Bot Configuration

Alation Cloud Service Applies to Alation Cloud Service instances of Alation

Customer Managed Applies to customer-managed instances of Alation

ASM Settings for Bots

Visit your Alation Services Manager (ASM) settings page to ensure the following are configured:

  1. Alation instance: Configure your Alation instance’s details here. You can choose to configure basic authentication (username and password) or a refresh token.

  2. Alation Analytics: Configure your Alation Analytics database details. Snowflake- and Postgres-hosted Alation Analytics databases are supported.

  3. SMTP: Optional server details for Bot notifications via email, if required.

  4. Slack: Optional Slack app details for Bot notifications via Slack, if required.

Configuring a Bot

We will start with a sample Bot configuration. Below is a “Data Source Ownership” Bot which:

  • Reads all data sources and associated attributes from the rdbms_datasources Alation Analytics table

  • Checks if the Steward OR the Data Owner field for a data source is empty (you can choose between AND/OR operations)

  • If empty then start a conversation to notify the user(s) who have been assigned as stewards to the datasource. If there are none then notify the user #2 who is the default user with subject “Datasource without Steward(s) or Data Owner(s)”

# # # #

▶ [Aim of the task] Extend the Alation Bot configuration guide beyond its final sentence.

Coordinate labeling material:
# # # #

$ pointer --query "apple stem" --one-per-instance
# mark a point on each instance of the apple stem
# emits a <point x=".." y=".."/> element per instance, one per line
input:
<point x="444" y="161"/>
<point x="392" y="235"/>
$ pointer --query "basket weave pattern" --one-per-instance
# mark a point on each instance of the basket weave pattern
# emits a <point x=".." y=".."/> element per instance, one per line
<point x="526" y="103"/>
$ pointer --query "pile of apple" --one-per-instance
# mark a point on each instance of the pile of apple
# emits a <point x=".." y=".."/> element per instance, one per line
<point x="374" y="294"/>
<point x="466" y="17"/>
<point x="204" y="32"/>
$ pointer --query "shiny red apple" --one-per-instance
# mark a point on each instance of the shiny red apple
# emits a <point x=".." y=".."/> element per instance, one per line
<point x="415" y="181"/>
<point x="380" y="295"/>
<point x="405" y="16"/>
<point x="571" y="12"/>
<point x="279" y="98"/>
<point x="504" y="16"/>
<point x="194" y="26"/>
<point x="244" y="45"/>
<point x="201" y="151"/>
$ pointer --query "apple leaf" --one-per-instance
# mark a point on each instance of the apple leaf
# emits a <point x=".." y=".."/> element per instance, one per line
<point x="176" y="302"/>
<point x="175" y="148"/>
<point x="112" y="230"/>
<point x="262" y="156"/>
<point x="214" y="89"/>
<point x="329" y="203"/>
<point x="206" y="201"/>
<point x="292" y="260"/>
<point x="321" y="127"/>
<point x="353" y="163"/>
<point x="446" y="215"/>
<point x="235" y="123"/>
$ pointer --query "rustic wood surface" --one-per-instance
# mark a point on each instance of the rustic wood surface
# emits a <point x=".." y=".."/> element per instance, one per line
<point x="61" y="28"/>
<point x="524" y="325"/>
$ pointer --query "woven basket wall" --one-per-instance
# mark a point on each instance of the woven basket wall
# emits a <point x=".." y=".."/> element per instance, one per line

# # # #

▶ [Final result]
Bot configurations use json format. To create this Bot, go to your Bot Manager in ASM, click the Add Bot button, click Edit, and copy this json into the configuration section:

{
    "bot_name": "Data Source Ownership",
    "description": "Bot to check for data sources without Steward(s) or Data Owner(s)",
    "conn_type": {"sf":
                    {"otype": "DATA",
                    "aa_query": "SELECT * FROM public.rdbms_datasources WHERE deleted = False",
                    "last_etl": "SELECT last_load_time from information_schema.load_history where table_name = 'STG_RDBMS_DATASOURCES' ORDER BY last_load_time DESC LIMIT 1"}
                  },
    "create_policy": True,
    "rules": [
        {
            "fields_to_check": [
                {"Steward":{"condition":"IS NULL", "field_type":  "OBJECT_SET"}},
                {"Data Owner":{"condition":"IS NULL", "field_type":  "OBJECT_SET"}}
            ],
            "fields_to_check_operator":"or",
            "notification": {"type": "conversation",
                             "subject": "Datasource without Steward(s) or Data Owner(s)",
                             "frequency": "always",
                    "to": [{"column": "steward"}]
                             "default": [{"user": 2}]}
        }
    ]
}

The column in the to section can be any valid column in the query response that contains valid user or group id details. In the default column on the last line, a valid Alation user or group id should be given.

Click the Validate button to check the format, then click Save. Your Bot has now been created, and the corresponding Bot Policy will automatically appear in your Alation catalog.

Configuring a Schedule

Bots are run manually by default but you can choose to schedule each Bot individually to run automatically at a frequency of your choosing.

Schedule a Bot in ASM’s Bot Manager screen by enabling its Scheduled toggle and enter a cron string alongside. For example, to run the Bot at midnight every day use cron string 0 0 * * *.

For more examples of cron strings please refer to this external site. To check your cron string enter it here.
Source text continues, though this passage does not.